Part 1 of a series on the current conjuncture of capital accumulation and class struggle in Australia.
Something is going on. Something is changing. There is a shift in the trajectory that capitalism in Australia is taking. At the recent National Reform Summit Martin Parkinson, a former head of Treasury remarked that ‘Unless we actually grab this challenge by the horns and really get concrete about what are the priority issues, we are actually going to find ourselves sleepwalking into a real mess’(Martin 2015). The metaphor of Australia sleepwalking towards recession is now resonating in the echo chamber of the political class and sums up their dual concerns: on the one hand a decline in the accumulation of capital; and on the other that the political apparatus and the broader society seems unable to do anything to change course, perhaps is even aware, and is moving without, or despite of, conscious control. Australia is slouching towards, or is already sunk in, political and economic malfunction.

---

▶ Actions to take:
[1] In the text on capitalism in Australia, what position did Martin Parkinson formerly hold?
[2] Please carry on the text about capitalism in Australia from the point where it stops.

---

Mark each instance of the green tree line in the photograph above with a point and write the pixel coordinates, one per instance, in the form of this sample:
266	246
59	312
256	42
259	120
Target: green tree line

---

▶ Responses to the tasks:
[1] He was formerly head of Treasury.

[2]
Whilst the political class wants to address these dilemmas and act to save capitalism from itself we want to understand what is going on so we can overcome it all. Here I want to grasp the current conjuncture of capitalist society in Australia: in particular the current malaise of capital accumulation and the malfunctioning of official politics. What do these phenomena tell us about the current moment in Australian capitalism and the possibilities, overt or covert, for a radically different kind of society?
This is part one of a six party study to try to sketch an outline of the current conjuncture of capitalism in Australia. Part two will focus on debt, part three the crisis of mainstream politics, part four on the end of the ‘high credit, high work, high consumption deal’, part five on gender and social reproduction and part six on the most prominent fault lines of struggle. But here we will start by posing a hypothesis about capital accumulation in Australia and also try to take its pulse-rate.
Hypothesis: The end of the mining boom is a manifestation in Australia of a global crisis of capitalism.
The end of the mining boom is a manifestation in Australia of a global crisis of capitalism as a ‘civilisation’ or ‘world-ecology’(Dauvé 2015, Moore 2003). This crisis is a product – within a specific historical context – of the capitalist mode of production’s general tendency to over-accumulation.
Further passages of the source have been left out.